Stored data:
┄┄┄┄┄┄┄┄┄┄┄┄┄┄┄┄┄┄┄┄
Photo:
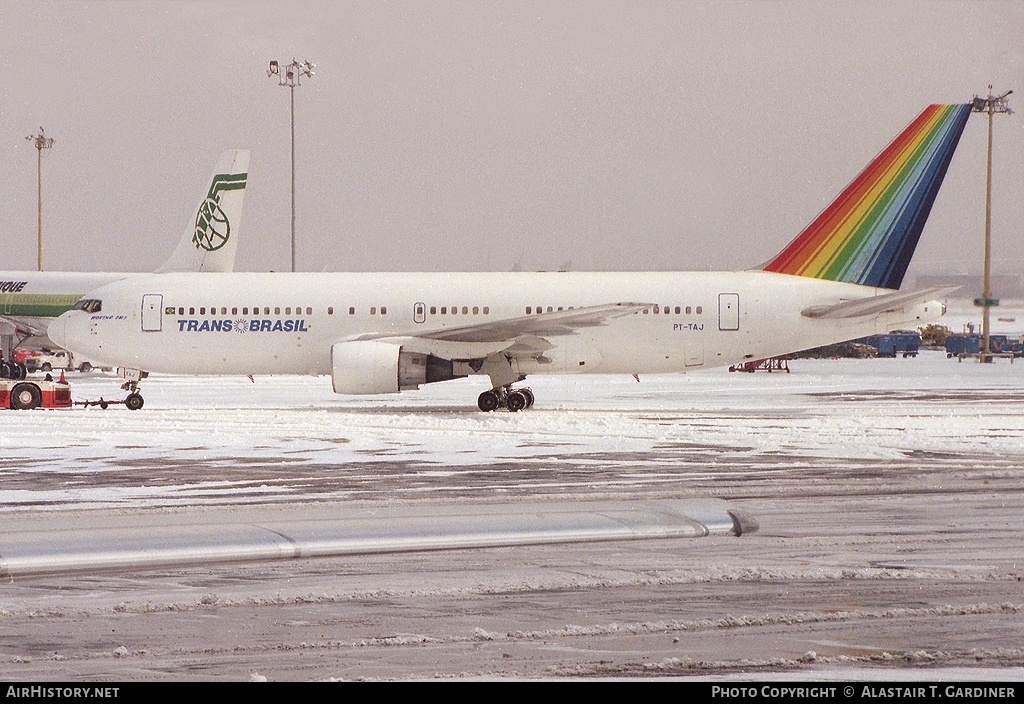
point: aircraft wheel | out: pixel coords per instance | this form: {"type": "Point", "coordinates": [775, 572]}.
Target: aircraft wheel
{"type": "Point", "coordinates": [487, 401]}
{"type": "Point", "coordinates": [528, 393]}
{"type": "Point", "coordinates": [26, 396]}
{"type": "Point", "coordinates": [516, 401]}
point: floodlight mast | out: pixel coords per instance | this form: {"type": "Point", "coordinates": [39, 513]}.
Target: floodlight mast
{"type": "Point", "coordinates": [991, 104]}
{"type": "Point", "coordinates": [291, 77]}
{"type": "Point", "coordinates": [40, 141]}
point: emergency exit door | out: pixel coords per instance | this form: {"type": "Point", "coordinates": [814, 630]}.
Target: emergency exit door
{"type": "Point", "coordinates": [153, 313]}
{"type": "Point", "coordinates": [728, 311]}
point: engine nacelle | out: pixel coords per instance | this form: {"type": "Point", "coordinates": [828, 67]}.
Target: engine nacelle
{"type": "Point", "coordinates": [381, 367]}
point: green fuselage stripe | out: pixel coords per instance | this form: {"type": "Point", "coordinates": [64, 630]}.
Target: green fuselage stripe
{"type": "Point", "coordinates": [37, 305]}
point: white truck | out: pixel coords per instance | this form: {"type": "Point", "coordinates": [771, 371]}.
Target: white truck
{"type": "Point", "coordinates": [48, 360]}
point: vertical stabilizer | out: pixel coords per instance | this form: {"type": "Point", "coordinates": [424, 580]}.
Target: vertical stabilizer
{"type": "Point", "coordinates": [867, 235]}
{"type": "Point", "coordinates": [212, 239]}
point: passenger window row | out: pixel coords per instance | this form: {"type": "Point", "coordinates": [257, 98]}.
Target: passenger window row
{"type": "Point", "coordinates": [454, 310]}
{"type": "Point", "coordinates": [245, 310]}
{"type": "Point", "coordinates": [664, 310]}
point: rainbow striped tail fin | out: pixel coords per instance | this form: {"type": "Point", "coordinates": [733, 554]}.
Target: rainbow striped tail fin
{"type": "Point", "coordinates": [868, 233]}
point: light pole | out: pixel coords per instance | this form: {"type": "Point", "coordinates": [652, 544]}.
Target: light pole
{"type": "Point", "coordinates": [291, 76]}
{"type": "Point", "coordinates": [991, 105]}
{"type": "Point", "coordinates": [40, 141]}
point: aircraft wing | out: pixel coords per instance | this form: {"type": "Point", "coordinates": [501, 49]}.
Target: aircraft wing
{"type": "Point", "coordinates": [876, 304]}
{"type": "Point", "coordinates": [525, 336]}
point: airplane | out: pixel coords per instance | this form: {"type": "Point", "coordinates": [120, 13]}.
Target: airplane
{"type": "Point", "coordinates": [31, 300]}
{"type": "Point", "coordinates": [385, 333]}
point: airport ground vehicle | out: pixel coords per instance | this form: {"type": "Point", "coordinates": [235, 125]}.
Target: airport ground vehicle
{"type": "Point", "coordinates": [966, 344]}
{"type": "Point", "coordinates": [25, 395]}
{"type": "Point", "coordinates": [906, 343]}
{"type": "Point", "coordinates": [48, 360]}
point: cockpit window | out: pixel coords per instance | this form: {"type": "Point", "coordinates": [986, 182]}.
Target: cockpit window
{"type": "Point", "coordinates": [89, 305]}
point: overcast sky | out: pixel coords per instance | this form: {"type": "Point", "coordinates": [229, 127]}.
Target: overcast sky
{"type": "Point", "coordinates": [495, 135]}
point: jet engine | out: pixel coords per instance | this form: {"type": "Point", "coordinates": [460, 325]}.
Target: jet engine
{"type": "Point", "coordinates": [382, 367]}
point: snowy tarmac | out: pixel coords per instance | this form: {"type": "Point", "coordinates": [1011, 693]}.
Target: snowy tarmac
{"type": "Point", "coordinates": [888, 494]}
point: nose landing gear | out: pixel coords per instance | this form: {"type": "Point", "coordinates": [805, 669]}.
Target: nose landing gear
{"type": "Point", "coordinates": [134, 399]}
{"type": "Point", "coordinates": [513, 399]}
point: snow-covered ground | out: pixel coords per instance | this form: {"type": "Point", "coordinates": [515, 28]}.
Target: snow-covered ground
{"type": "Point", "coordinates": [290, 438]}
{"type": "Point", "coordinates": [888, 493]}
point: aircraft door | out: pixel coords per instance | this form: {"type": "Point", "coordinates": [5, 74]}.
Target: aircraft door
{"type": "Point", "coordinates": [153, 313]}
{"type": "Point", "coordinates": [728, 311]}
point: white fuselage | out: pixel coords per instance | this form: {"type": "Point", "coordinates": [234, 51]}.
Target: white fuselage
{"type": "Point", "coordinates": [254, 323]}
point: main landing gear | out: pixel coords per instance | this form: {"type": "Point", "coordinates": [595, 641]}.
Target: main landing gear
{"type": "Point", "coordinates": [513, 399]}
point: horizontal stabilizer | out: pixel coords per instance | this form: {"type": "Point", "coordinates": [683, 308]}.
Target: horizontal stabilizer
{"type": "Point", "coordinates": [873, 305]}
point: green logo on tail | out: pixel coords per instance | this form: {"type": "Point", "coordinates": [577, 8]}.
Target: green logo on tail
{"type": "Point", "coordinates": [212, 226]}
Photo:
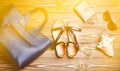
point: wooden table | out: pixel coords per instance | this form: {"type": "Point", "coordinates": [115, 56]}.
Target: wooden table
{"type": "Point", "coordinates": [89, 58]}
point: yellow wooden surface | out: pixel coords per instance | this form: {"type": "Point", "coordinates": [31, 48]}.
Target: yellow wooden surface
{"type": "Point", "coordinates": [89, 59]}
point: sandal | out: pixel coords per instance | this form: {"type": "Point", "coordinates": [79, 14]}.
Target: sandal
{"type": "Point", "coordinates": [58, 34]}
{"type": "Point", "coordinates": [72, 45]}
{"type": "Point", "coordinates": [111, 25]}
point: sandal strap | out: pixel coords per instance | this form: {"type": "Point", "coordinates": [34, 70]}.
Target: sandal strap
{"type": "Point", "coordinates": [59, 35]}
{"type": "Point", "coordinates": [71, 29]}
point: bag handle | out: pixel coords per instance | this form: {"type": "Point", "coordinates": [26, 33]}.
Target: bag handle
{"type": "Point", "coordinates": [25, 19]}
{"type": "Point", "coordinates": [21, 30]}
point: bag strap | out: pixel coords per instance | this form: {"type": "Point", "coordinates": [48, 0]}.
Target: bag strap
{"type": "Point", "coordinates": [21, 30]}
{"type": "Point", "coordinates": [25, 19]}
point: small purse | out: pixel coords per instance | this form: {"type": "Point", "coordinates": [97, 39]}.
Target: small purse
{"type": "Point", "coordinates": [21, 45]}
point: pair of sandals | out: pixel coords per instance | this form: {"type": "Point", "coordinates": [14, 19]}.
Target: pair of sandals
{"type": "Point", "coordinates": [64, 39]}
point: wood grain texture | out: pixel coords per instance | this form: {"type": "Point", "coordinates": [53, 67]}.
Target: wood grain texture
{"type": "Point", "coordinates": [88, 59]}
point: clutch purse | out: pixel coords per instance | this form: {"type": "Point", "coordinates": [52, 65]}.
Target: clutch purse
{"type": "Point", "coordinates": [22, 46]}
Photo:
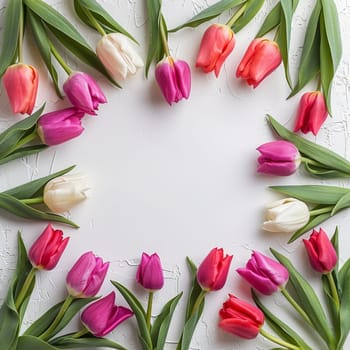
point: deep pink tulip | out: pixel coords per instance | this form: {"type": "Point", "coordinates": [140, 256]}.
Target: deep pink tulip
┄┄┄┄┄┄┄┄┄┄┄┄┄┄┄┄┄┄┄┄
SHORT TASK:
Reproduce each line word for word and drop the pictures.

WORKED SOLUTION:
Photo:
point: aircraft wheel | out: pixel coords per instance | this form: {"type": "Point", "coordinates": [775, 572]}.
Target: aircraft wheel
{"type": "Point", "coordinates": [487, 401]}
{"type": "Point", "coordinates": [528, 393]}
{"type": "Point", "coordinates": [26, 396]}
{"type": "Point", "coordinates": [516, 401]}
point: floodlight mast | out: pixel coords per instance | this form: {"type": "Point", "coordinates": [39, 513]}.
Target: floodlight mast
{"type": "Point", "coordinates": [991, 104]}
{"type": "Point", "coordinates": [291, 77]}
{"type": "Point", "coordinates": [40, 141]}
point: emergency exit door | out: pixel coords per instance | this form: {"type": "Point", "coordinates": [814, 630]}.
Target: emergency exit door
{"type": "Point", "coordinates": [153, 313]}
{"type": "Point", "coordinates": [728, 311]}
point: engine nacelle | out: pixel coords per instance | this form: {"type": "Point", "coordinates": [828, 67]}.
Target: engine nacelle
{"type": "Point", "coordinates": [381, 367]}
point: green fuselage stripe | out: pixel coords per instance | this form: {"type": "Point", "coordinates": [64, 630]}.
Target: green fuselage stripe
{"type": "Point", "coordinates": [37, 305]}
point: white truck | out: pixel coords per instance | this form: {"type": "Point", "coordinates": [771, 371]}.
Target: white truck
{"type": "Point", "coordinates": [48, 360]}
point: vertical stabilizer | out: pixel coords per instance | this form: {"type": "Point", "coordinates": [424, 580]}.
Target: vertical stabilizer
{"type": "Point", "coordinates": [867, 235]}
{"type": "Point", "coordinates": [212, 239]}
point: passenger window row | out: pixel coords per instance | this form: {"type": "Point", "coordinates": [257, 98]}.
Target: passenger window row
{"type": "Point", "coordinates": [454, 310]}
{"type": "Point", "coordinates": [245, 310]}
{"type": "Point", "coordinates": [664, 310]}
point: rainbow striped tail fin | out: pixel coords per instance | this form: {"type": "Point", "coordinates": [733, 554]}.
Target: rainbow striped tail fin
{"type": "Point", "coordinates": [868, 233]}
point: light pole | out: pixel coords per instance | this form: {"type": "Point", "coordinates": [652, 544]}.
Target: light pole
{"type": "Point", "coordinates": [291, 76]}
{"type": "Point", "coordinates": [991, 105]}
{"type": "Point", "coordinates": [40, 141]}
point: aircraft wing | out: pixel coords per instance | this form: {"type": "Point", "coordinates": [501, 49]}.
Target: aircraft wing
{"type": "Point", "coordinates": [876, 304]}
{"type": "Point", "coordinates": [525, 336]}
point: airplane | out: pixel coords per instance | this form: {"type": "Point", "coordinates": [120, 13]}.
Target: airplane
{"type": "Point", "coordinates": [31, 300]}
{"type": "Point", "coordinates": [385, 333]}
point: airport ground vehicle | out: pixel coords per instance | this form: {"type": "Point", "coordinates": [235, 125]}.
Target: airport ground vehicle
{"type": "Point", "coordinates": [966, 344]}
{"type": "Point", "coordinates": [25, 395]}
{"type": "Point", "coordinates": [906, 343]}
{"type": "Point", "coordinates": [48, 360]}
point: cockpit window | out: pixel coords per instance | this form: {"type": "Point", "coordinates": [986, 182]}.
Target: cockpit window
{"type": "Point", "coordinates": [89, 305]}
point: overcast sky | out: pixel coords per instance | this form: {"type": "Point", "coordinates": [229, 127]}.
Target: overcast sky
{"type": "Point", "coordinates": [495, 135]}
point: jet engine | out: pixel coords per instance | this form: {"type": "Point", "coordinates": [460, 325]}.
Target: jet engine
{"type": "Point", "coordinates": [382, 367]}
point: snowy tarmac | out: pixel coords per instance | this form: {"type": "Point", "coordinates": [1011, 693]}.
Target: snowy tarmac
{"type": "Point", "coordinates": [888, 494]}
point: nose landing gear | out: pixel coords per instance | this form: {"type": "Point", "coordinates": [805, 669]}.
Target: nose landing gear
{"type": "Point", "coordinates": [134, 399]}
{"type": "Point", "coordinates": [513, 399]}
point: snow-covered ground | out: pixel coords per instance | this form: {"type": "Point", "coordinates": [515, 28]}.
Target: snow-covered ground
{"type": "Point", "coordinates": [290, 438]}
{"type": "Point", "coordinates": [888, 493]}
point: aircraft door | out: pixel coords per instance | this form: {"type": "Point", "coordinates": [5, 74]}.
Target: aircraft door
{"type": "Point", "coordinates": [153, 313]}
{"type": "Point", "coordinates": [728, 311]}
point: white fuselage | out: pixel coords per instance | this form: {"type": "Point", "coordinates": [234, 51]}.
Target: white fuselage
{"type": "Point", "coordinates": [254, 323]}
point: main landing gear | out: pixel coords per instance | this form: {"type": "Point", "coordinates": [595, 641]}.
Target: main landing gear
{"type": "Point", "coordinates": [513, 399]}
point: horizontal stabilizer | out: pixel coords per instance | this form: {"type": "Point", "coordinates": [683, 308]}.
Target: horizontal stabilizer
{"type": "Point", "coordinates": [873, 305]}
point: green logo on tail | out: pixel coords per instance | this form: {"type": "Point", "coordinates": [577, 8]}.
Target: green logo on tail
{"type": "Point", "coordinates": [212, 226]}
Photo:
point: wooden table | out: pixel coords per instance | this form: {"type": "Point", "coordinates": [115, 56]}.
Target: wooden table
{"type": "Point", "coordinates": [89, 58]}
point: yellow wooden surface | out: pixel coords per instance | this form: {"type": "Point", "coordinates": [31, 48]}.
Target: yellow wooden surface
{"type": "Point", "coordinates": [89, 59]}
point: sandal | out: pixel coords per instance | this form: {"type": "Point", "coordinates": [79, 14]}.
Target: sandal
{"type": "Point", "coordinates": [58, 34]}
{"type": "Point", "coordinates": [72, 45]}
{"type": "Point", "coordinates": [111, 25]}
point: sandal strap | out: pixel coords per instance | this form: {"type": "Point", "coordinates": [34, 70]}.
Target: sandal strap
{"type": "Point", "coordinates": [59, 35]}
{"type": "Point", "coordinates": [71, 29]}
point: bag handle | out: pixel coords per instance | this form: {"type": "Point", "coordinates": [26, 33]}.
Target: bag handle
{"type": "Point", "coordinates": [25, 19]}
{"type": "Point", "coordinates": [21, 30]}
point: bag strap | out: pixel coords per instance | this form: {"type": "Point", "coordinates": [48, 0]}.
Target: bag strap
{"type": "Point", "coordinates": [21, 30]}
{"type": "Point", "coordinates": [25, 19]}
point: small purse | out: pixel coords per instance | this form: {"type": "Point", "coordinates": [97, 39]}.
Target: small purse
{"type": "Point", "coordinates": [21, 45]}
point: pair of sandals | out: pixel coords per instance | this form: {"type": "Point", "coordinates": [14, 19]}.
Target: pair of sandals
{"type": "Point", "coordinates": [64, 39]}
point: wood grain texture | out: pixel coords per instance | this form: {"type": "Point", "coordinates": [53, 67]}.
Target: wood grain texture
{"type": "Point", "coordinates": [88, 59]}
point: clutch purse | out: pixel coords per instance | this form: {"type": "Point", "coordinates": [52, 65]}.
Target: clutch purse
{"type": "Point", "coordinates": [22, 46]}
Photo:
point: deep pink tulip | out: pixel coords per instance | this form: {"type": "Point", "coordinates": [140, 256]}.
Target: deep pink tulip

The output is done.